Phrase grounding data:
_ _ _ _ _ _ _
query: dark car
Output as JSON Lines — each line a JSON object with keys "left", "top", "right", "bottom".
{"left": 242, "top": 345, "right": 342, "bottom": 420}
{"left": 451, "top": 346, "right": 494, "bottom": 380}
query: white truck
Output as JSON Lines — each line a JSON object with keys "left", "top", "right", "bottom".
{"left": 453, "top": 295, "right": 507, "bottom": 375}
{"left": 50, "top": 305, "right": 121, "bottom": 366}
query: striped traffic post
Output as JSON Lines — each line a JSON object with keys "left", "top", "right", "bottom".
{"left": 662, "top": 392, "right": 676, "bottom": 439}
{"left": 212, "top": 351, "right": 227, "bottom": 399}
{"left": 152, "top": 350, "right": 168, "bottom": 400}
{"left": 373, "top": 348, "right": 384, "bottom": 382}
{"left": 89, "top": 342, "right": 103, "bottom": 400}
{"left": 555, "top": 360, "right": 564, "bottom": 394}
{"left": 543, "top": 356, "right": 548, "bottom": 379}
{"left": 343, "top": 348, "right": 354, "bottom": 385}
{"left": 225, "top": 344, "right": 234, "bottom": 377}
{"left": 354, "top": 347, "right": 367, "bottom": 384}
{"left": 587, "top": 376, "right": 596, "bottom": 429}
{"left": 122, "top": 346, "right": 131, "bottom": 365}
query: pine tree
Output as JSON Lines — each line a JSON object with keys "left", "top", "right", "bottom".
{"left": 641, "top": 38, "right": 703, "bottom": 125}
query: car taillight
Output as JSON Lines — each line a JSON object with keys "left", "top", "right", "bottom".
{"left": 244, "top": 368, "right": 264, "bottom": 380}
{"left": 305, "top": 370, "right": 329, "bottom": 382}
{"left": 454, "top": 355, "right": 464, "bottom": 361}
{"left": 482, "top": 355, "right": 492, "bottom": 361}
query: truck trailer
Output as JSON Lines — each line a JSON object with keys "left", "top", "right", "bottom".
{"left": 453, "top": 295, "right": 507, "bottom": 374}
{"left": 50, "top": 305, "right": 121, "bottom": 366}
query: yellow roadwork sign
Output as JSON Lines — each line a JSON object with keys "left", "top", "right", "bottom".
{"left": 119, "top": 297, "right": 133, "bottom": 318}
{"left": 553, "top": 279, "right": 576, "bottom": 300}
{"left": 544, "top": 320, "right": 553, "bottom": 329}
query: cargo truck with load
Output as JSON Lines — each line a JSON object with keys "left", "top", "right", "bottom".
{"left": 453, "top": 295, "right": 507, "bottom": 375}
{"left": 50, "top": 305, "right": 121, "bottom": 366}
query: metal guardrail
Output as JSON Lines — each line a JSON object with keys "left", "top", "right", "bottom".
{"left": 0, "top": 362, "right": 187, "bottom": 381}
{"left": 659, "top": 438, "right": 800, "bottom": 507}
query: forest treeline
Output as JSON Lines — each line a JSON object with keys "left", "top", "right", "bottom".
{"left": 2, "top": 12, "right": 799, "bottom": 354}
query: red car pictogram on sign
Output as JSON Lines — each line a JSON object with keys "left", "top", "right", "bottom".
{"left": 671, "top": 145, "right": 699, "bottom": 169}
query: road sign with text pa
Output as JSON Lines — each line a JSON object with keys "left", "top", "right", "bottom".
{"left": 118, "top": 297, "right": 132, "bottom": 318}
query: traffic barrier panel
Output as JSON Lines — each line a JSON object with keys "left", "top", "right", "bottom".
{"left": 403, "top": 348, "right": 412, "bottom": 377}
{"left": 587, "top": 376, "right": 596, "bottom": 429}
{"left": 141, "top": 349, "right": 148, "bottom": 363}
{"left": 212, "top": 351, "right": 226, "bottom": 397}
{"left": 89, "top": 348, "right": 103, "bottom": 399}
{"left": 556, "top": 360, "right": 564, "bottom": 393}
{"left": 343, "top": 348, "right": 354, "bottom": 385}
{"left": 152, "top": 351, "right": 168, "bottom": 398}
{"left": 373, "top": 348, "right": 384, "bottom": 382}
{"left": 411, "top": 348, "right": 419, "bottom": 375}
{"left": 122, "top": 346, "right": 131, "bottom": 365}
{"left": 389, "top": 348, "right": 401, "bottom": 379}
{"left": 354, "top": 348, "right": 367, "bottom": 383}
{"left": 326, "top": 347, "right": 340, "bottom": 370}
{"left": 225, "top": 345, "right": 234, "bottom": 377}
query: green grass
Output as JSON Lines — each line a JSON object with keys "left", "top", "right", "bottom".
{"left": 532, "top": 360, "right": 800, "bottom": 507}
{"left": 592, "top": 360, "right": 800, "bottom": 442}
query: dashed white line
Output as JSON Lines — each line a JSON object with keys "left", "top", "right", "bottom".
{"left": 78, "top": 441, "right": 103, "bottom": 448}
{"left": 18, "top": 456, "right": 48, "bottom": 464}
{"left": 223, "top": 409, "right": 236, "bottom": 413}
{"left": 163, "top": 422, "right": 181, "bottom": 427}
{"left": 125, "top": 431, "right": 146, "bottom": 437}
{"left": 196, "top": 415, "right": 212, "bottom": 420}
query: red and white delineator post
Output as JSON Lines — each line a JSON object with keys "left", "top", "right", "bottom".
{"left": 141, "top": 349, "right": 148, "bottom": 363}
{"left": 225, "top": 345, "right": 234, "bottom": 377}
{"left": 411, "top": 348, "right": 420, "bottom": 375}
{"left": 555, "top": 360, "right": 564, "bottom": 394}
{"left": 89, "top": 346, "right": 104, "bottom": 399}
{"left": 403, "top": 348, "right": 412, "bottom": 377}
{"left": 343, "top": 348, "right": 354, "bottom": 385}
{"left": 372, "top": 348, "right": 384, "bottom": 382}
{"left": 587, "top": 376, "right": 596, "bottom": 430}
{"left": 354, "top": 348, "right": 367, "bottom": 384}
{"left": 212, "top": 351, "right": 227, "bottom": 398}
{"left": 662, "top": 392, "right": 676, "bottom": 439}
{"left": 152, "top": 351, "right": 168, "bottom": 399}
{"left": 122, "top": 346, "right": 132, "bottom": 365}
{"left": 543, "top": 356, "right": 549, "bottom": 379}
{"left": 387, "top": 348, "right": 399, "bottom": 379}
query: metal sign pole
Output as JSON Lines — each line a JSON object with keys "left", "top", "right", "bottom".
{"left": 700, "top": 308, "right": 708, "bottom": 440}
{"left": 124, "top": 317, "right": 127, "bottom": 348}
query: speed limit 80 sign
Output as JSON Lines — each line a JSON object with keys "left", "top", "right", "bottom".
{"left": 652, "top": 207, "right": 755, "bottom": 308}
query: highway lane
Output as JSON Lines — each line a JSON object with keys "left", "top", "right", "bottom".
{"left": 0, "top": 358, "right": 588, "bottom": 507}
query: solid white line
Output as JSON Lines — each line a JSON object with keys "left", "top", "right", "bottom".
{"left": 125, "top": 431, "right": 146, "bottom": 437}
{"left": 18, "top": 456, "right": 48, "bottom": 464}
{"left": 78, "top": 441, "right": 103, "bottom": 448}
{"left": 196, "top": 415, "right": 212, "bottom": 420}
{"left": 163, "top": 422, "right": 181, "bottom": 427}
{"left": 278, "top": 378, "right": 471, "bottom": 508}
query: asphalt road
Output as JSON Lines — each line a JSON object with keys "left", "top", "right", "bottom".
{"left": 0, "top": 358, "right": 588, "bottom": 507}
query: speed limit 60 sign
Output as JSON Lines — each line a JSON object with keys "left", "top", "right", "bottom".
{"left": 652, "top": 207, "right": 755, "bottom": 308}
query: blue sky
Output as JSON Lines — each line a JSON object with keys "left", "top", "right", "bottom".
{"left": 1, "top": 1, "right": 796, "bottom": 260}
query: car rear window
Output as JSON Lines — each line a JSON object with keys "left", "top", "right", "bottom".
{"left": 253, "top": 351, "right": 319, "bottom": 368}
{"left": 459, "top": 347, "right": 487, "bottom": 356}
_ _ _ _ _ _ _
# Task directions:
Within the entries above, find each line where "metal" appears; copy every one.

# Response area:
query: metal guardrail
query: metal sign pole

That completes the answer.